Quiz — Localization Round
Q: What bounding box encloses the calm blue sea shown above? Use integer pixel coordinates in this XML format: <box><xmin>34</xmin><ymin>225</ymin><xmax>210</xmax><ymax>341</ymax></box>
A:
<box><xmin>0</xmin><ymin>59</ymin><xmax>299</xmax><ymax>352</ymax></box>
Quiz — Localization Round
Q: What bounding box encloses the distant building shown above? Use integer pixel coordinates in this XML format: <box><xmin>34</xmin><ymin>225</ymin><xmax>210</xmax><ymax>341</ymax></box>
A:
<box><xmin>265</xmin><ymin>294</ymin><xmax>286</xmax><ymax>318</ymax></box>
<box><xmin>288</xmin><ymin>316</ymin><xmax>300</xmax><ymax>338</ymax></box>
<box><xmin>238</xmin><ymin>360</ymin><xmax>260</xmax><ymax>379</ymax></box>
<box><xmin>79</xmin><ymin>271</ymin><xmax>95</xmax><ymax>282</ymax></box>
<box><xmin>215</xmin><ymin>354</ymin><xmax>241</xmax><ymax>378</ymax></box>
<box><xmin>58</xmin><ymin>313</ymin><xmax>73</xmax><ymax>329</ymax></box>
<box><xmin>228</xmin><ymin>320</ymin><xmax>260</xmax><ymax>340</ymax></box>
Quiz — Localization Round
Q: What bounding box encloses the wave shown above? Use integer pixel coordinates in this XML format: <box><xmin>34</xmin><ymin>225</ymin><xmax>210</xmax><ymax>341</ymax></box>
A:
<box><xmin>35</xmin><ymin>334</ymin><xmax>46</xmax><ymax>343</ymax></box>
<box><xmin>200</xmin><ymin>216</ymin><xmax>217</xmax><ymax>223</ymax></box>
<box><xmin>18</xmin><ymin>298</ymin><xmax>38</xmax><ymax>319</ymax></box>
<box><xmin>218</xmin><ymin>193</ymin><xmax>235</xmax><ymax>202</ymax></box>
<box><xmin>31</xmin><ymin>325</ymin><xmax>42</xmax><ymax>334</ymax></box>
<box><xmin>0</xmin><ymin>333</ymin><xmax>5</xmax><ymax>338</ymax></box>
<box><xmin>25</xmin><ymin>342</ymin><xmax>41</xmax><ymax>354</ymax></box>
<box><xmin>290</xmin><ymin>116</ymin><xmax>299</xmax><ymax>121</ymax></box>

__REQUIRED ACTION__: The data above is to be restated line for line, word for word.

__ANSWER BELOW__:
Quiz — Localization Round
Q: What bounding box encloses the calm blue sea shown above? Use integer pixel coordinates in this XML format: <box><xmin>34</xmin><ymin>225</ymin><xmax>210</xmax><ymax>341</ymax></box>
A:
<box><xmin>0</xmin><ymin>59</ymin><xmax>299</xmax><ymax>352</ymax></box>
Quiz — Localization Round
Q: What bounding box encloses the distant building shown above? Use integer pixel coordinates in this XML format: <box><xmin>34</xmin><ymin>225</ymin><xmax>210</xmax><ymax>341</ymax></box>
A:
<box><xmin>265</xmin><ymin>294</ymin><xmax>286</xmax><ymax>318</ymax></box>
<box><xmin>288</xmin><ymin>316</ymin><xmax>300</xmax><ymax>338</ymax></box>
<box><xmin>238</xmin><ymin>360</ymin><xmax>260</xmax><ymax>379</ymax></box>
<box><xmin>79</xmin><ymin>271</ymin><xmax>95</xmax><ymax>282</ymax></box>
<box><xmin>215</xmin><ymin>354</ymin><xmax>241</xmax><ymax>378</ymax></box>
<box><xmin>58</xmin><ymin>313</ymin><xmax>73</xmax><ymax>329</ymax></box>
<box><xmin>228</xmin><ymin>320</ymin><xmax>260</xmax><ymax>340</ymax></box>
Quiz — Localization Round
Q: What bounding box encloses the wave shown above? Use integer pixel coordinates in this XML format: <box><xmin>34</xmin><ymin>225</ymin><xmax>210</xmax><ymax>341</ymax></box>
A:
<box><xmin>35</xmin><ymin>334</ymin><xmax>46</xmax><ymax>343</ymax></box>
<box><xmin>200</xmin><ymin>216</ymin><xmax>217</xmax><ymax>223</ymax></box>
<box><xmin>18</xmin><ymin>298</ymin><xmax>38</xmax><ymax>319</ymax></box>
<box><xmin>218</xmin><ymin>193</ymin><xmax>235</xmax><ymax>202</ymax></box>
<box><xmin>31</xmin><ymin>325</ymin><xmax>42</xmax><ymax>334</ymax></box>
<box><xmin>0</xmin><ymin>333</ymin><xmax>5</xmax><ymax>338</ymax></box>
<box><xmin>25</xmin><ymin>342</ymin><xmax>41</xmax><ymax>354</ymax></box>
<box><xmin>290</xmin><ymin>116</ymin><xmax>299</xmax><ymax>121</ymax></box>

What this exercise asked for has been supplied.